## Lesetext
● ● ●

Im Nachtgespräch mit Nikodemus deckt Jesus in all diesen Erwartungen die tiefste Sehnsucht nach LEBEN auf. Und er entfaltet ihr Ziel: nicht verloren gehen, nicht gerichtet werden - gerettet werden, ewiges Leben, Licht, Wahrheit.

Nikodemusstunden

Wir brauchen eine Nikodemusstunde! Momente der Zurückgezogenheit und Stille. Vielleicht am späten Abend. In einer gemütlichen Ecke in der Wohnung. Im Zwiegespräch mit Jesus. Um einfach auf ihn zu hören, seine Worte in mir aufzunehmen: „Gott hat die Welt so sehr geliebt, dass er seinen einzigen Sohn gab“. Gott liebt. Er gibt seinen Sohn. Er schenkt ihn. Ich lasse mich überwältigen von diesen einfachen Sätzen. Ich sage mir diese Gute Nachricht immer wieder leise vor: Gott liebt, Gott schenkt seinen Sohn. Es wird ruhig in mir, und mein Wünschen und Sehnen weitet sich, weit über mich hinaus.

Wir brauchen Nikodemusstunden, auch im Gottesdienst. Momente der Stille, damit Gottes Wort hörbar wird. Damit der Schrei der Menschen hörbar wird – damit Kirche, damit wir zu ihnen „hinausgehen“ und ihnen geben, wonach sie sich sehnen. Und das ist mehr als Brot!

● ● ●

## Aufgeführte Einträge
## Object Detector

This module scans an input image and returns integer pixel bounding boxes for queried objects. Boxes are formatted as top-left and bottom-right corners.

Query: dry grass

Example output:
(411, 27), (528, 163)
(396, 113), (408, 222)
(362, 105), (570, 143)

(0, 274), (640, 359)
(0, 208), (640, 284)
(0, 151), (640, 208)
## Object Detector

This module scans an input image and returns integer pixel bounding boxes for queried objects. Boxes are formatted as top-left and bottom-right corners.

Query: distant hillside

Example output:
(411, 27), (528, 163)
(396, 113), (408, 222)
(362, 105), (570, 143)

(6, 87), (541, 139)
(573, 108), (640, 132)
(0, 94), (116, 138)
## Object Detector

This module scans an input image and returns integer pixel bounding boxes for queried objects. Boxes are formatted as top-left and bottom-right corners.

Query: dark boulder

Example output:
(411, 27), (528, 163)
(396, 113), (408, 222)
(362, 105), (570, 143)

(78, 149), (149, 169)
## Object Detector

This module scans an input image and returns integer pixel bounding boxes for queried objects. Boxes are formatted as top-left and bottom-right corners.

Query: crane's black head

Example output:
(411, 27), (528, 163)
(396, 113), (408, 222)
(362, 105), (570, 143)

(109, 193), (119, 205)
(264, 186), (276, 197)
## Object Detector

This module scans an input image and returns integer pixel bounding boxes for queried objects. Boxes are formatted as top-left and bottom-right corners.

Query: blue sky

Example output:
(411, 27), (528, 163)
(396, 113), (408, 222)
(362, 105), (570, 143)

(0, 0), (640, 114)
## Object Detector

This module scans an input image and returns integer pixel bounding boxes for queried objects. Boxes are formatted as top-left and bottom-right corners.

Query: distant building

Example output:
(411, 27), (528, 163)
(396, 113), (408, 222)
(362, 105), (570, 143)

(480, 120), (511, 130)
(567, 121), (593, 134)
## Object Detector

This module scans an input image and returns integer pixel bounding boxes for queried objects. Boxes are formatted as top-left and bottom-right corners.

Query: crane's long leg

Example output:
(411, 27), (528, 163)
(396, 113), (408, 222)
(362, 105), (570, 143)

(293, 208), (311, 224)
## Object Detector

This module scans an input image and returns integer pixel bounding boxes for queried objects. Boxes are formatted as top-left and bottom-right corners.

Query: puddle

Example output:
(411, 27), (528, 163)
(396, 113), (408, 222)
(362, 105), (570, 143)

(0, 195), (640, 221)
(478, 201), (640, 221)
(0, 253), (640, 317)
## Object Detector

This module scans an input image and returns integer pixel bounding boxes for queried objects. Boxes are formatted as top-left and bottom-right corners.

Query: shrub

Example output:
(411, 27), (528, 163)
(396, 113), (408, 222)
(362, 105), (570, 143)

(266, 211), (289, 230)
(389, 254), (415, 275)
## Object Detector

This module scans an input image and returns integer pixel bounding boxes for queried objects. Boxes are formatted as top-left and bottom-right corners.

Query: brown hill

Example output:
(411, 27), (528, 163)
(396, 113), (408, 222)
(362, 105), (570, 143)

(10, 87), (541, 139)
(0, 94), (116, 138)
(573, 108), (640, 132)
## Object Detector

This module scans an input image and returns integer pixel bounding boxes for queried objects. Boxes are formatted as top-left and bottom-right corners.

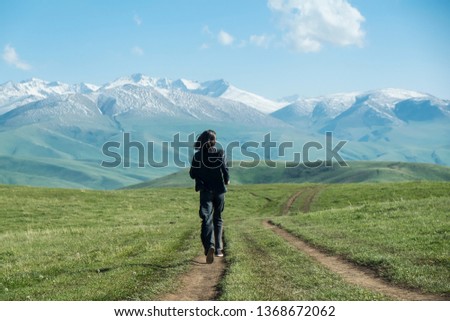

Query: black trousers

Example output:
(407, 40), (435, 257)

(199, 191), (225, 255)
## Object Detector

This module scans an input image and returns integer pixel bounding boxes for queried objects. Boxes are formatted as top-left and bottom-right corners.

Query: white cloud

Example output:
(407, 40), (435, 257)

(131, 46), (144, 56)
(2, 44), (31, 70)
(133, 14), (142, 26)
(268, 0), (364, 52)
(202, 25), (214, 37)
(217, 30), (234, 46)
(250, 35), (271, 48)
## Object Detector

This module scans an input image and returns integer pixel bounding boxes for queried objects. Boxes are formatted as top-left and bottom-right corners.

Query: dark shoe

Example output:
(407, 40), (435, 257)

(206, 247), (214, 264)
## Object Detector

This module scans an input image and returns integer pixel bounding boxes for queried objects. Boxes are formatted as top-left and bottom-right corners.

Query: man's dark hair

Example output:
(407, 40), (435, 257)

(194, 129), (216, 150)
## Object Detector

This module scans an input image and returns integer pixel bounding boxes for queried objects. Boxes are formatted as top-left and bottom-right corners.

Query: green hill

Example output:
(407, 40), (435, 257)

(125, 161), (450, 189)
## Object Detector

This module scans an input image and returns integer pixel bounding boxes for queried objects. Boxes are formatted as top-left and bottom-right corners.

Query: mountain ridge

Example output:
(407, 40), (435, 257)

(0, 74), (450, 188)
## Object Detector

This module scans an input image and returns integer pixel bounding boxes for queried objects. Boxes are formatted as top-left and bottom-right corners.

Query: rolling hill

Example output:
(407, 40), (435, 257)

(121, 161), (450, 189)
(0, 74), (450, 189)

● ● ●

## Aufgabe A
Prüfe anhand des Lesetextes, ob die folgenden Aussagen zutreffen: (i) Jesus führt das Nachtgespräch mit Nikodemus. (ii) Nikodemusstunden sind nur für die eigene Wohnung gedacht. (iii) Die Menschen sehnen sich nur nach Brot. Antworte jeweils mit Ja oder Nein und zitiere die entscheidenden Worte des Lesetextes.
## Aufgabe B
Nenne alle Ziele der Sehnsucht nach Leben, die Jesus laut dem Lesetext im Nachtgespräch entfaltet.
Die Einträge spielen hierbei keine Rolle.

## Schriftliche Antwort A
(i) Ja: „Im Nachtgespräch mit Nikodemus“
(ii) Nein: „Wir brauchen Nikodemusstunden, auch im Gottesdienst.“
(iii) Nein: „Und das ist mehr als Brot!“

## Schriftliche Antwort B
nicht verloren gehen, nicht gerichtet werden, gerettet werden, ewiges Leben, Licht, Wahrheit